## PROVIDED DATA
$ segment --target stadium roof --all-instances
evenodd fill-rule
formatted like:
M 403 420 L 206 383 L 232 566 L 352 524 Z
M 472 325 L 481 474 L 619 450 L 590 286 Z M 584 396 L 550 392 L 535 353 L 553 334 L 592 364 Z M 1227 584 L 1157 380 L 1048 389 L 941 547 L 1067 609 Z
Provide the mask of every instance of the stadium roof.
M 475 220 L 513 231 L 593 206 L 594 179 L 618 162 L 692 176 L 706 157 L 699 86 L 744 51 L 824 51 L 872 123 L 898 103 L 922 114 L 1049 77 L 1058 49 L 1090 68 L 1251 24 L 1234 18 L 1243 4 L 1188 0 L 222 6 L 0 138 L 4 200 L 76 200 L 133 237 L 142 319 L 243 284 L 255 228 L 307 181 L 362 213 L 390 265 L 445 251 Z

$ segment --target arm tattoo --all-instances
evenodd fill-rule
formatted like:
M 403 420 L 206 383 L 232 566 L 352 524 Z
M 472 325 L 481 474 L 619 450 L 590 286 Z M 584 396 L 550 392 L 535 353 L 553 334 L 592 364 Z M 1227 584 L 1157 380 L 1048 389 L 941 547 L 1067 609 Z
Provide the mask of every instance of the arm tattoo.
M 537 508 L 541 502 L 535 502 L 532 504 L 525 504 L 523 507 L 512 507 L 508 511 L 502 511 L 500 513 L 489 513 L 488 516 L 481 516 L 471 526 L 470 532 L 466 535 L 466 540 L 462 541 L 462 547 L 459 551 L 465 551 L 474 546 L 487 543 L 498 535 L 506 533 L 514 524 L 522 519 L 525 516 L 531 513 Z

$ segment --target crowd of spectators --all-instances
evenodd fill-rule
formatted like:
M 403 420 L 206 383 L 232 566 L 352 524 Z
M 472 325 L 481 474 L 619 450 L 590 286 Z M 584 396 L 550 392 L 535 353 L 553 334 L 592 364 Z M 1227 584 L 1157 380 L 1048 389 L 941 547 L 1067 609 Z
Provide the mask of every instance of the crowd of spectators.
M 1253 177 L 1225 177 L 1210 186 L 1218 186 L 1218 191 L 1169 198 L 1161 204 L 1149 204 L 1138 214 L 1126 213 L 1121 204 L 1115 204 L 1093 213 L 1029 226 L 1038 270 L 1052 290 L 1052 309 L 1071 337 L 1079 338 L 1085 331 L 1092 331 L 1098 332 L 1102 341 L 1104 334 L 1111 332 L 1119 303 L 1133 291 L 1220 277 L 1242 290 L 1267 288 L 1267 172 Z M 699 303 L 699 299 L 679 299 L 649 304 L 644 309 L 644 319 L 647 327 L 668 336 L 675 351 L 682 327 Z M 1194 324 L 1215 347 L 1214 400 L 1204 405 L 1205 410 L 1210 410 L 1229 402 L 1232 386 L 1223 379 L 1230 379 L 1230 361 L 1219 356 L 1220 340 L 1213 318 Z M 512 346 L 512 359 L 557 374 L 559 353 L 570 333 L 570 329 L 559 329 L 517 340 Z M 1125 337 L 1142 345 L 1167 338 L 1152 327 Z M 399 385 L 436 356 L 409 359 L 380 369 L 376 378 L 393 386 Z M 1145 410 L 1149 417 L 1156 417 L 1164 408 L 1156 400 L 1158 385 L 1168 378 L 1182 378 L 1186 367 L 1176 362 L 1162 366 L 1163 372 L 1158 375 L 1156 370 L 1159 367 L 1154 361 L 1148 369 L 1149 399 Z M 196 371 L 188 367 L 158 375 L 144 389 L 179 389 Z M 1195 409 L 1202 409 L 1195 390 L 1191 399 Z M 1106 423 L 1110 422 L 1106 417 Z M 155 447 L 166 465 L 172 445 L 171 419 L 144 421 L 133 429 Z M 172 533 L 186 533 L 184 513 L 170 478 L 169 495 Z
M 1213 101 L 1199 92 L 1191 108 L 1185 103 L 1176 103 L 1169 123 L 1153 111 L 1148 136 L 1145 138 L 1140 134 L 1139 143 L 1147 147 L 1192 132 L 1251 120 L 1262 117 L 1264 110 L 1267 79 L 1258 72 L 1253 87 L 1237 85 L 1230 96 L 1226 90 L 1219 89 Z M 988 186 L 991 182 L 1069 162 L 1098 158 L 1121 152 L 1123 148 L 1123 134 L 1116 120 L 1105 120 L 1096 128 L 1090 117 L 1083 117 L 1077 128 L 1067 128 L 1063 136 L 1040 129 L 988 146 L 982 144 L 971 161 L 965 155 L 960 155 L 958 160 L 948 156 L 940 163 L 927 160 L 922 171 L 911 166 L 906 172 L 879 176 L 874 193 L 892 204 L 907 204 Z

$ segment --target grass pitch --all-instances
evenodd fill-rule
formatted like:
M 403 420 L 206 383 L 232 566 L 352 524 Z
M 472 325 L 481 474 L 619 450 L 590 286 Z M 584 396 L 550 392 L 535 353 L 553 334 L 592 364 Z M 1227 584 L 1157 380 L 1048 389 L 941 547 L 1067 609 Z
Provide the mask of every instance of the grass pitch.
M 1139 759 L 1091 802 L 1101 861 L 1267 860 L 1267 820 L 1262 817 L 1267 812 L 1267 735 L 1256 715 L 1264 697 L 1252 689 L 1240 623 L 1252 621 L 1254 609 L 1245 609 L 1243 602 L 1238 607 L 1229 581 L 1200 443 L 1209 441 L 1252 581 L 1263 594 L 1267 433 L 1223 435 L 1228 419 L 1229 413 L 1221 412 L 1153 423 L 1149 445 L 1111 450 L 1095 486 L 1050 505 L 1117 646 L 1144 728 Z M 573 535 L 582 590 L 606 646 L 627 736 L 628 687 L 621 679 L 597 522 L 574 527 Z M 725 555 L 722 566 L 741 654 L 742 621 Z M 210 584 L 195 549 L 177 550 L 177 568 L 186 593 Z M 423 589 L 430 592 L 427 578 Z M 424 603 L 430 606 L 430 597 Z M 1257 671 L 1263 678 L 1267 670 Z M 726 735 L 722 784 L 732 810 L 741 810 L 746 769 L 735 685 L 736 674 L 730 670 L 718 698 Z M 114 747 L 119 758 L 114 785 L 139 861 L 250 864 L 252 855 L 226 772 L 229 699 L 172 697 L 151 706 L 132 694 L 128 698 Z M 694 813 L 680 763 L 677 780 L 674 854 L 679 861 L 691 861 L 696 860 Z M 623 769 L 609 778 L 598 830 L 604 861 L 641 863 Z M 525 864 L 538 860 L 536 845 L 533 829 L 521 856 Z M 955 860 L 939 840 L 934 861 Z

--

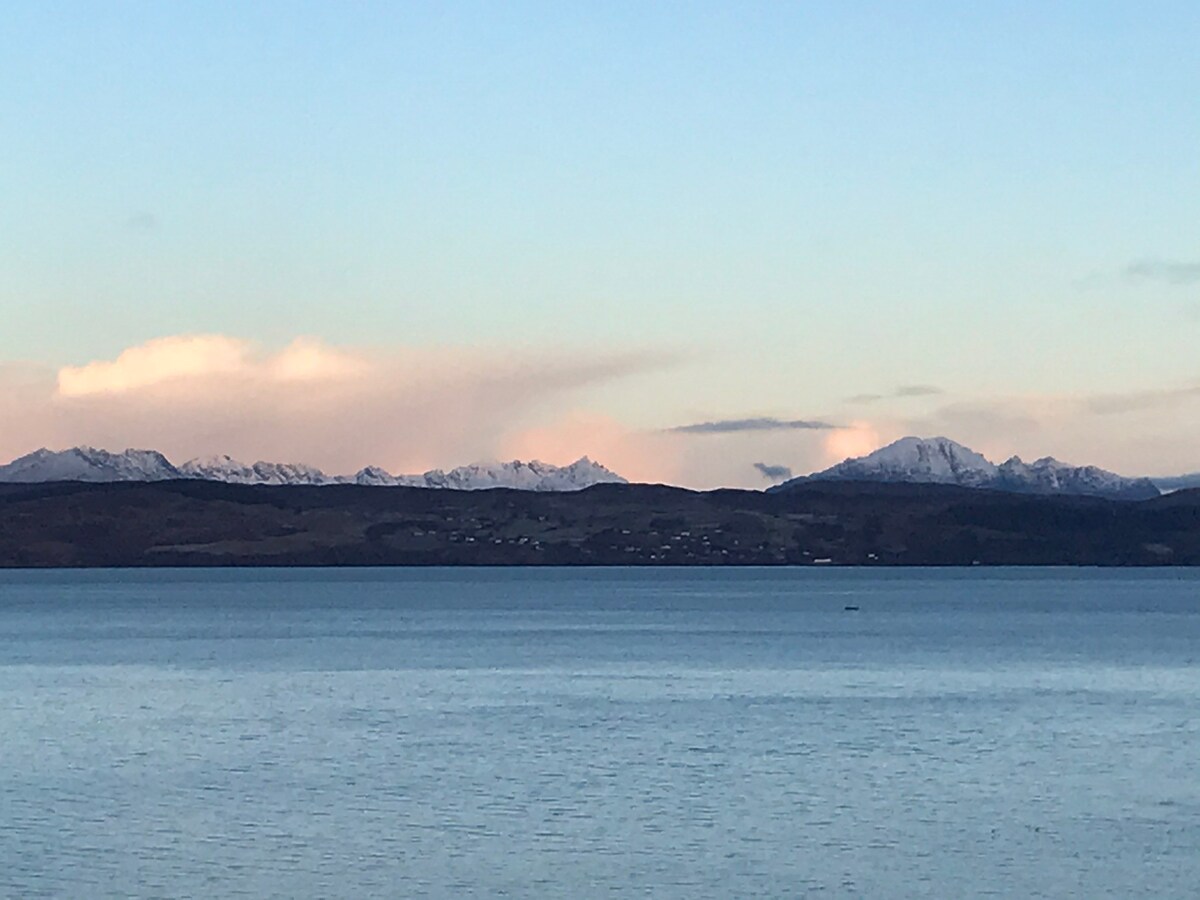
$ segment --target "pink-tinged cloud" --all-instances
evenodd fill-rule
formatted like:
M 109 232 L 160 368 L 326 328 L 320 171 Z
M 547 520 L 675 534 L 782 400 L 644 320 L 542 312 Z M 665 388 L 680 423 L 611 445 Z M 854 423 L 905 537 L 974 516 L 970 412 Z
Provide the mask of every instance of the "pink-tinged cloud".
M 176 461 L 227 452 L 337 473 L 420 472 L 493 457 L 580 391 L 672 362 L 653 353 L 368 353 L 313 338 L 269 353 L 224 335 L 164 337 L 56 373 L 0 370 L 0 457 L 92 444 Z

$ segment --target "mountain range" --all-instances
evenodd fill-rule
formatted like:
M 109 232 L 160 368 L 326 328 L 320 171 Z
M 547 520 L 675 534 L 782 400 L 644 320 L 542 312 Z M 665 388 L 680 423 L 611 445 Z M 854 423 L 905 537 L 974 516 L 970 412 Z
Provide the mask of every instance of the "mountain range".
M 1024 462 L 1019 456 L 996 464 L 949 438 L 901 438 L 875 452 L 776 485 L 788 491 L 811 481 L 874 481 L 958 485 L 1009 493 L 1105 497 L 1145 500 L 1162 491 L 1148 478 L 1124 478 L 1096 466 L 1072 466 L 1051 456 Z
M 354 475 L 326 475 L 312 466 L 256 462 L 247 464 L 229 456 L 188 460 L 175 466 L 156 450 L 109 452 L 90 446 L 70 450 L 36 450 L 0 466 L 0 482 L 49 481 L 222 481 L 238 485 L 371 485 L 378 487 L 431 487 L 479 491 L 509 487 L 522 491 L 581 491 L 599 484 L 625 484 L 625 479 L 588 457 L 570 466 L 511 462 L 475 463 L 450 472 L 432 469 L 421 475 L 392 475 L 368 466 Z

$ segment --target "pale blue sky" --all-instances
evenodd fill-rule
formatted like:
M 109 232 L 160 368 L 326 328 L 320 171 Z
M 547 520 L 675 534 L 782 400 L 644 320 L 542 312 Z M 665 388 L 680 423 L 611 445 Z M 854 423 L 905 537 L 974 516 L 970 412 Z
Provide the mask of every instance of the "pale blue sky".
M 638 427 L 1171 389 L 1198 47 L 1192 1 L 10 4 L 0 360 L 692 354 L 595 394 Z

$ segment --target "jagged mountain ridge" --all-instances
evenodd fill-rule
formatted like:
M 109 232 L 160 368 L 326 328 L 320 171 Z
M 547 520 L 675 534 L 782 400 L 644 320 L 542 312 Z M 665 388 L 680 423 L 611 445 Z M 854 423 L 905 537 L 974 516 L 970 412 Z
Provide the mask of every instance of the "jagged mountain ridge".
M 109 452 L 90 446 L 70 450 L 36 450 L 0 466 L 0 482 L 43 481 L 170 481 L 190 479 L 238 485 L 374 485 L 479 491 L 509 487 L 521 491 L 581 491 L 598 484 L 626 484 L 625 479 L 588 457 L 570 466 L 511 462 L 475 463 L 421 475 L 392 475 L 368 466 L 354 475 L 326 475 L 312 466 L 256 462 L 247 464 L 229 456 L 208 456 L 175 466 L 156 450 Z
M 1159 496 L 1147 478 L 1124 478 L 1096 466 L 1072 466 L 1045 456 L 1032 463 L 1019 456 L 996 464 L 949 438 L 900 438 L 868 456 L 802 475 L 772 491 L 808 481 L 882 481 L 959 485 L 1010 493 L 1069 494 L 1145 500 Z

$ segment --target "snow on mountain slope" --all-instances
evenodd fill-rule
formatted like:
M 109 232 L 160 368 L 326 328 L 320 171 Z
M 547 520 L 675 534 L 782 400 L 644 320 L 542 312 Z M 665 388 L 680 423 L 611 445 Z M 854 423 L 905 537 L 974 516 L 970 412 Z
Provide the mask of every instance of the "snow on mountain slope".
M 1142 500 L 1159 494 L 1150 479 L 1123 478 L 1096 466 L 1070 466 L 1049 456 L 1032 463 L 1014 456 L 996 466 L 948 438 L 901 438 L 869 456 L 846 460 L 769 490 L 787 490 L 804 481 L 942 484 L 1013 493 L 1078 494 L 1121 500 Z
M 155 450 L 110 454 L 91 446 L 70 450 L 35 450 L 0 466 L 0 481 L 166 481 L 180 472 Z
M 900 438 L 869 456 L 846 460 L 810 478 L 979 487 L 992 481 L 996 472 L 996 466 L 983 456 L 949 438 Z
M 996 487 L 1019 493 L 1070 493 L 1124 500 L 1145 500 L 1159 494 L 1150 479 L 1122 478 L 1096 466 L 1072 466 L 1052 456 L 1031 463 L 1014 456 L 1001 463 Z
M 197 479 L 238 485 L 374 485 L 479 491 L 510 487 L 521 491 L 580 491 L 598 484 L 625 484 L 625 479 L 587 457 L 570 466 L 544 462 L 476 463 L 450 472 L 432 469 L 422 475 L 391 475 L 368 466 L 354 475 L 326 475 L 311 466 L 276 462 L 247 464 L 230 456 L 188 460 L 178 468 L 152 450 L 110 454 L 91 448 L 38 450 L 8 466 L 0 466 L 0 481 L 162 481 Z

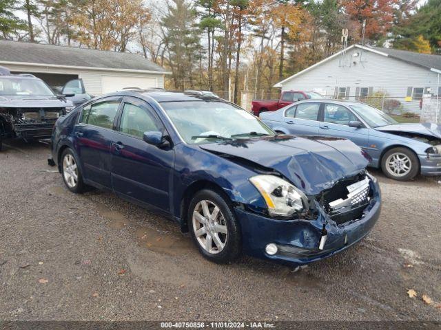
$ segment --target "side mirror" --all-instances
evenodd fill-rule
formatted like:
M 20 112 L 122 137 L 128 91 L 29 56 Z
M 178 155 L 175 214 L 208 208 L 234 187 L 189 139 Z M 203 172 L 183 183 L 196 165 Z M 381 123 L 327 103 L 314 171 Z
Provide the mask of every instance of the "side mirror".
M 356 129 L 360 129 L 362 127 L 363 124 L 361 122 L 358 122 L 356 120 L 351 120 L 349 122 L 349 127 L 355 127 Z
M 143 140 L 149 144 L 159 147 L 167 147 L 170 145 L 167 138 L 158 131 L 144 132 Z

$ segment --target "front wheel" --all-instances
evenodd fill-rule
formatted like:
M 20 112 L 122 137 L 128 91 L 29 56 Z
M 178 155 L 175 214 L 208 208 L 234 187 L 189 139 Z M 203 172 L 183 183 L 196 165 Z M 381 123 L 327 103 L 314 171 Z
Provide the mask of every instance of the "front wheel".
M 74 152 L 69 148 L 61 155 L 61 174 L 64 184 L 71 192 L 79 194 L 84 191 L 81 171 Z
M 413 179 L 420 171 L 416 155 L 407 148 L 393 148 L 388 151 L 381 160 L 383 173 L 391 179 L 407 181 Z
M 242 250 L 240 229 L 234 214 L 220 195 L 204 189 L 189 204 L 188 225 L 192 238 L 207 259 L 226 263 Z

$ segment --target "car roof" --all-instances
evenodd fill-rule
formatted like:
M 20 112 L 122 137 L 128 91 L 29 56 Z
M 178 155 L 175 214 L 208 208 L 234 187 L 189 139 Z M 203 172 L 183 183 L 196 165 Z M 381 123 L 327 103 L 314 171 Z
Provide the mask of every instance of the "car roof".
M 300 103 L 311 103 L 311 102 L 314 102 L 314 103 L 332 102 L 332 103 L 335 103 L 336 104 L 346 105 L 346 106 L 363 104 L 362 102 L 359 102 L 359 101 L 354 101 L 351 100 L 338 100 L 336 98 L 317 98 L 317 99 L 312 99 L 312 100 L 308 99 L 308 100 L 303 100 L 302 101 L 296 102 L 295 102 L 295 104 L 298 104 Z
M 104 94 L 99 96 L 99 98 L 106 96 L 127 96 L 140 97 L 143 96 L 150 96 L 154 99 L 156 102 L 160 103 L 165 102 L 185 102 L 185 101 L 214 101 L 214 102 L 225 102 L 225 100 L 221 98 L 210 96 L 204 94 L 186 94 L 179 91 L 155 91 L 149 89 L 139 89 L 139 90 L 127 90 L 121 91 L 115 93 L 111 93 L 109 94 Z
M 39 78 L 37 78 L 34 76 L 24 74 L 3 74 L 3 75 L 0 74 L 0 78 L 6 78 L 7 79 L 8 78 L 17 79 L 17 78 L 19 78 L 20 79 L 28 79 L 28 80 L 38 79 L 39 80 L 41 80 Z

## GIVEN INSTRUCTION
Gather every line in the entries above that contains the string "mirror", and treat uppercase and lowercase letters as distinct.

## ANSWER TO THE EXERCISE
$ segment --target "side mirror" --all-instances
Provide the mask of every instance of the "side mirror".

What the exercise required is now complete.